Friends say Kylee Dixon’s mother didn’t believe chemotherapy was helping and was using CBD and other holistic treatments to care for her daughter at home.

PORTLAND, Ore. — A small group of people gathered at Pioneer Courthouse Square in downtown Portland on Saturday afternoon to show support for a Wilsonville girl who was recently taken into protective custody, so she could receive medical care.

Authorities were searching for 13-year-old Kylee Dixon earlier this week after they said her mother, Christina Dixon, ignored a court order to bring Kylee to the Oregon Department of Human Services for medical care.

The Wilsonville mother and daughter were eventually found in Las Vegas on Thursday. Kylee was taken into Nevada Child Protective Services, which was going to transfer her to the Oregon Department of Human Services.

Friends of the family told KGW that Kylee has cancer. They said Christina didn’t believe chemotherapy was helping Kylee and was using CBD and other holistic treatments to care for her daughter at home.

Problems arose when doctors wanted to take out what was left of the tumor and suggested traditional medical care. That’s when the state intervened.

RELATED: Police find missing Oregon teen in need of medical care with mother in Las Vegas

Organizers said Saturday’s gathering was not a political protest. The people who showed up made their messages clear: Kylee and Christina need to be reunited, and DHS has overstepped its authority.

"DHS needs to back off," said Christina Savinar. "This is a wonderful mother who has done everything for her child. This is not a child that is neglected in any way. And it is because of her mother that she is alive today. I truly believe that."

#### [Supplied entries]
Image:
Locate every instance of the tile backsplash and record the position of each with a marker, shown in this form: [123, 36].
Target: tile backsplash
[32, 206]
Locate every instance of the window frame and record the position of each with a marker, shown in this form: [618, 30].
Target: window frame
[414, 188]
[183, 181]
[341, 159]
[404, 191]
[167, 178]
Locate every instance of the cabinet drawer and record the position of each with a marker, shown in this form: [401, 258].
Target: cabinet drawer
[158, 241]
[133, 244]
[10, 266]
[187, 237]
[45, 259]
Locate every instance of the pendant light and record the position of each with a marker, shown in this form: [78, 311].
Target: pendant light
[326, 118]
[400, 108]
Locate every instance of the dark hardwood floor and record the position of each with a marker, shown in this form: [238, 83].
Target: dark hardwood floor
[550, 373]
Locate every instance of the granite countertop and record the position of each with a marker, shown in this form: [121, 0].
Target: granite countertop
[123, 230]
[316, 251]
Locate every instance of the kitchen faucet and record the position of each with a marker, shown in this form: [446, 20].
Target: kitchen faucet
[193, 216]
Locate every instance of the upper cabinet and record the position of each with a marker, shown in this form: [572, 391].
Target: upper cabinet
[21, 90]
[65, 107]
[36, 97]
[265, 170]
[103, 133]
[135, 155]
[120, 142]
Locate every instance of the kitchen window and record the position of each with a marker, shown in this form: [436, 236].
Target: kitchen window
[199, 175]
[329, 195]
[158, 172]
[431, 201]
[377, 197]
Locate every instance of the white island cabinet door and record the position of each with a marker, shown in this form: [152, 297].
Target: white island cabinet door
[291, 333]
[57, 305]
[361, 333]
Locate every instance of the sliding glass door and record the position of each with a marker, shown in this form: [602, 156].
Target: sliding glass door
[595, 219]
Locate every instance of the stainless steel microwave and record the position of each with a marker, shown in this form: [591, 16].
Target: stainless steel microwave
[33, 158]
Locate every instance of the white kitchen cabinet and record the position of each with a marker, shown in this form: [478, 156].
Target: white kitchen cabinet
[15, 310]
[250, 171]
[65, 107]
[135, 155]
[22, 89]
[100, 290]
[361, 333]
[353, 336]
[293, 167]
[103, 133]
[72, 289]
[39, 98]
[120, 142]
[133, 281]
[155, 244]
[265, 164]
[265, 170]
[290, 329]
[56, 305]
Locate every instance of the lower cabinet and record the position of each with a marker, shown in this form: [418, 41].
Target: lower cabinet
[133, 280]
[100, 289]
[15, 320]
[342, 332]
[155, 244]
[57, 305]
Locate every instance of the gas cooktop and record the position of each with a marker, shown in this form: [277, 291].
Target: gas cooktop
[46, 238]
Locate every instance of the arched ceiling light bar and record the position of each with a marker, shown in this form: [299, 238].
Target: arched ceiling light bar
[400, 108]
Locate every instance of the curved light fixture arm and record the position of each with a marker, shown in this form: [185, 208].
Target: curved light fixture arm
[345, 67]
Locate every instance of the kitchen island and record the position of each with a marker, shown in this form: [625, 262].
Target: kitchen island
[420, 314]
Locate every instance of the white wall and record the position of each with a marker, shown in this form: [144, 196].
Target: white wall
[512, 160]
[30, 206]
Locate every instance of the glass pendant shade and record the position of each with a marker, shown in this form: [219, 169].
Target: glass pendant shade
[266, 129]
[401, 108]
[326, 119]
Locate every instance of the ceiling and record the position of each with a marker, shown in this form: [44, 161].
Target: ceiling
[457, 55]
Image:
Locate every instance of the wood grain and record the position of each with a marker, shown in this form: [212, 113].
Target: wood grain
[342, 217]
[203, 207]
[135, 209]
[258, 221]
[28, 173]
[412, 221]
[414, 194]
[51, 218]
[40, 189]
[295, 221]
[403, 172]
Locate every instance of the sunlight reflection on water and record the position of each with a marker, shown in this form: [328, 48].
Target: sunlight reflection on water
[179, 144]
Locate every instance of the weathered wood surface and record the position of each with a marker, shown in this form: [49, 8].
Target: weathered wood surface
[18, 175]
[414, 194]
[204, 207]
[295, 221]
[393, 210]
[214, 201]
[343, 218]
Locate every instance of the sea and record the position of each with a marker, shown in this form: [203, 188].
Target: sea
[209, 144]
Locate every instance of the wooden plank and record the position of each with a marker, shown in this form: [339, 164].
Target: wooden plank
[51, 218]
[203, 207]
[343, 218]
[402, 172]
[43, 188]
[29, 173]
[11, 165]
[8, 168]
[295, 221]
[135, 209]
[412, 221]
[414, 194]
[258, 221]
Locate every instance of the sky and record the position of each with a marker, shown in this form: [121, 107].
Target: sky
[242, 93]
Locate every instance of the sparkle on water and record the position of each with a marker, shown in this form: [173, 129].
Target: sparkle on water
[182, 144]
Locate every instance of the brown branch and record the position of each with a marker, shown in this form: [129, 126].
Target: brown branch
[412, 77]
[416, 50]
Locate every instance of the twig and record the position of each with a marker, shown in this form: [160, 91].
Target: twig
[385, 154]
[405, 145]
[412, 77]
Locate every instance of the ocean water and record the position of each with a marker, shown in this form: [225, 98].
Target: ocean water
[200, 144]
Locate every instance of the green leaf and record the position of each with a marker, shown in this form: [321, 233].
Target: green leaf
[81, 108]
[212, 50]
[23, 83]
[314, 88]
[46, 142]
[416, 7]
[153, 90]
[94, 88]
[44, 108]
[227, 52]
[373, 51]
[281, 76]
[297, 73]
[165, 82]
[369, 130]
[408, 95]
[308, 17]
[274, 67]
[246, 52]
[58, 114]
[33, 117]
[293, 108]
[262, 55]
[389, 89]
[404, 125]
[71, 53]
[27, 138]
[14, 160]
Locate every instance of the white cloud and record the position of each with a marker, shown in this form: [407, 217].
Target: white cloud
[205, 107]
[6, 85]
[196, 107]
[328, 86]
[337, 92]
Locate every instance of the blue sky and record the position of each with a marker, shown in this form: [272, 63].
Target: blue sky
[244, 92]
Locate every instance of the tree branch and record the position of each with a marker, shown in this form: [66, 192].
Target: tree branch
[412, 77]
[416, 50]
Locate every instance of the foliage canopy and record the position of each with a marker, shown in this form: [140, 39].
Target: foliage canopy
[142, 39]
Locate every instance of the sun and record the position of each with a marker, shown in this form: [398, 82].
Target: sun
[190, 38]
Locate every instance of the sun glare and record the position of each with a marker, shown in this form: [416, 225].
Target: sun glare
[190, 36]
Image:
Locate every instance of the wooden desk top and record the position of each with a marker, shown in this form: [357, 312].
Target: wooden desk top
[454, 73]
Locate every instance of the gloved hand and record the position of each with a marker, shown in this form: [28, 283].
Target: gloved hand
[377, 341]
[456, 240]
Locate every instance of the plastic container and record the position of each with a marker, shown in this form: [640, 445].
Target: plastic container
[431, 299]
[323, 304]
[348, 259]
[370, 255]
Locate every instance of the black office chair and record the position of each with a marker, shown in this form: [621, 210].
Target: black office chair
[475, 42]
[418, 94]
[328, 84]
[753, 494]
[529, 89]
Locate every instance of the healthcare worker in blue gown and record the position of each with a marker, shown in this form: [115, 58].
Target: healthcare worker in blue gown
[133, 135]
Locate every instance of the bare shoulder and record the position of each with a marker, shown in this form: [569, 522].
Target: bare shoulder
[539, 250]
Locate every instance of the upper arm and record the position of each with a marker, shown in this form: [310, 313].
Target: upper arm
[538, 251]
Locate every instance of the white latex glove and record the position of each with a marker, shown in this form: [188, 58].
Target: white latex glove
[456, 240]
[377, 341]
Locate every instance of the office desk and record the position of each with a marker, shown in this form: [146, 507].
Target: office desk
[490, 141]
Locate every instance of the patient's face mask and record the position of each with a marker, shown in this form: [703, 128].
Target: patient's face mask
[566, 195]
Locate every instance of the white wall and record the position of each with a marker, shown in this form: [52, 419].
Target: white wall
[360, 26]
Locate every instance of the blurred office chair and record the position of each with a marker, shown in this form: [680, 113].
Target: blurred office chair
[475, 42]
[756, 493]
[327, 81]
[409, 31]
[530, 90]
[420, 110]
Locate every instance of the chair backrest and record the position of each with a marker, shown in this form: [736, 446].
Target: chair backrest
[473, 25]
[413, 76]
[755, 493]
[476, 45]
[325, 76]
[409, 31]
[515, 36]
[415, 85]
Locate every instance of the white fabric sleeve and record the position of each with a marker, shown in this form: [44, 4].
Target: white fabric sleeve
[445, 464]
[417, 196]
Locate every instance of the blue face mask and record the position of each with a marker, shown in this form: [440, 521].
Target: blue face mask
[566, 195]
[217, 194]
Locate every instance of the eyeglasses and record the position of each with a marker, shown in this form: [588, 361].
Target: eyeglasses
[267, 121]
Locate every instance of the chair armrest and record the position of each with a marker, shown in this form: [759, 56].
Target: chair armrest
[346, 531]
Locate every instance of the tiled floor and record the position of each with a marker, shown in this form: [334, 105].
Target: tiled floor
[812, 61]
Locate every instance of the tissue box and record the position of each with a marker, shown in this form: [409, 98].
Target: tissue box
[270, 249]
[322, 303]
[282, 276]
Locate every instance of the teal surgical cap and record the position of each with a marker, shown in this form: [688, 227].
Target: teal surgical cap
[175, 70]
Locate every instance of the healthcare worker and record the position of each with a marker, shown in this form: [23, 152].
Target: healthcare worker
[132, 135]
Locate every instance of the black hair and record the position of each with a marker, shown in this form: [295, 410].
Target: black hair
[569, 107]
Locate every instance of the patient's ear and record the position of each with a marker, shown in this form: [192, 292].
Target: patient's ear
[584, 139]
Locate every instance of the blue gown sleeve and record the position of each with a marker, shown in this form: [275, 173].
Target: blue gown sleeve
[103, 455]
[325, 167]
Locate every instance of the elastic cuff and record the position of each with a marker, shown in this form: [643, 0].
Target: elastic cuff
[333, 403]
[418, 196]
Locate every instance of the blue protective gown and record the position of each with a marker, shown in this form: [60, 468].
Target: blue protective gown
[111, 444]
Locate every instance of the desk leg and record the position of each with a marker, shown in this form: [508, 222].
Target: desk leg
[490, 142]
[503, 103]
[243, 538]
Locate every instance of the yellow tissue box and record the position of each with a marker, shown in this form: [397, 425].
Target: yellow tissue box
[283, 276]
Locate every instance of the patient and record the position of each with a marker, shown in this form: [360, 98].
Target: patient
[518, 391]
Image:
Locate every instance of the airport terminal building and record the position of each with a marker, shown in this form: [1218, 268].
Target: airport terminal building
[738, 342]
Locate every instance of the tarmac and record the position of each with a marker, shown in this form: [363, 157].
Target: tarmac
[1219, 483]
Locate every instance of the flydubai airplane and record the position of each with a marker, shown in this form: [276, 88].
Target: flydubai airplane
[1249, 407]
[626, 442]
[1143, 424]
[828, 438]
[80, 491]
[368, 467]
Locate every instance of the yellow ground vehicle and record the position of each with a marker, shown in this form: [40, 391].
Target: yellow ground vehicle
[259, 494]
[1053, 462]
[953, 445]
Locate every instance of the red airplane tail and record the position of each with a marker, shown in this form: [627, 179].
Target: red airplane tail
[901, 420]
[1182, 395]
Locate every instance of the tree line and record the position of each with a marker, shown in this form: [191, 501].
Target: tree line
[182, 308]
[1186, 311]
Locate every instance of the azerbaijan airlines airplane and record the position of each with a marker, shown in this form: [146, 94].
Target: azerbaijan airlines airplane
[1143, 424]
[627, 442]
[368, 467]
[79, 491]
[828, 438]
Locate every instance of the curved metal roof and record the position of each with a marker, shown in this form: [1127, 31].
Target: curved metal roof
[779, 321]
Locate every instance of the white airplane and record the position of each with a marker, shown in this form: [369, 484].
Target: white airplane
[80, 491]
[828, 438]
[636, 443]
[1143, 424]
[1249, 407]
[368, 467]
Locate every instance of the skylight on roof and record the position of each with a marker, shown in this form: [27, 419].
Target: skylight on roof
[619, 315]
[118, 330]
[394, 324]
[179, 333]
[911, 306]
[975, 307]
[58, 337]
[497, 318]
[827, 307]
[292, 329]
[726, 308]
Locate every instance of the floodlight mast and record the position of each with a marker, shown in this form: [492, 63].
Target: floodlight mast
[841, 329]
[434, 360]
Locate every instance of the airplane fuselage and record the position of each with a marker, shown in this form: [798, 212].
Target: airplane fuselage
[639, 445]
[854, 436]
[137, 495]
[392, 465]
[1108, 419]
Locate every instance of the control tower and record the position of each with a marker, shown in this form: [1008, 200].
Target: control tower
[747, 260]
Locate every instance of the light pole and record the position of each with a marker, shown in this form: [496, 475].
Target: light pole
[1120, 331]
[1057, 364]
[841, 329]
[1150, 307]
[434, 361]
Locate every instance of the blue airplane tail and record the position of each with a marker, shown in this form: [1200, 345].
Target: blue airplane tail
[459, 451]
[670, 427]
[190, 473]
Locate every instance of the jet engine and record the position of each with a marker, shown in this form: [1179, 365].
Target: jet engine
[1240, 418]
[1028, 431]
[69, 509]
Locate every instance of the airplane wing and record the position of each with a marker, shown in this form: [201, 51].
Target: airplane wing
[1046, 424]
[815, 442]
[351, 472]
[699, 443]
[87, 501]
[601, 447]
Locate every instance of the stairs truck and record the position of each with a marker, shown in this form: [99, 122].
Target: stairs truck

#### [Exercise description]
Extend the news report about the Pioneer Courthouse Square gathering for Kylee Dixon, starting after its closing quote from Christina Savinar.

#### [Answer to the problem]
Savinar said Kylee "was sent home to basically die" following chemotherapy last year. Savinar and her daughter went Black Friday shopping with Kylee last year and she said Kylee appeared to be in significantly better health with the treatments her mom discovered.

Credit: KGW
Christina Savinar (right) and her daughter Sierra Cooper (left)

“They have the right to choose the medical care that they receive," Savinar said. "I don’t think any doctor should be able to dictate to you how you proceed with treatment.”

Kylee's mother has has started a GoFundMe campaign, asking for $50,000 to pay for naturopathic medicines and to assist her with "legal representation."

In her plea, she mentions in part, "I've always been a strong soul, independent and self sufficient, so this is extremely hard for me to even do, it's taken me months to write this and the only reason I am is because I'm cornered and have been threatened by my daughter by DHS and the Evil Doctor that's pissed off that my Daughter didn't die!!!"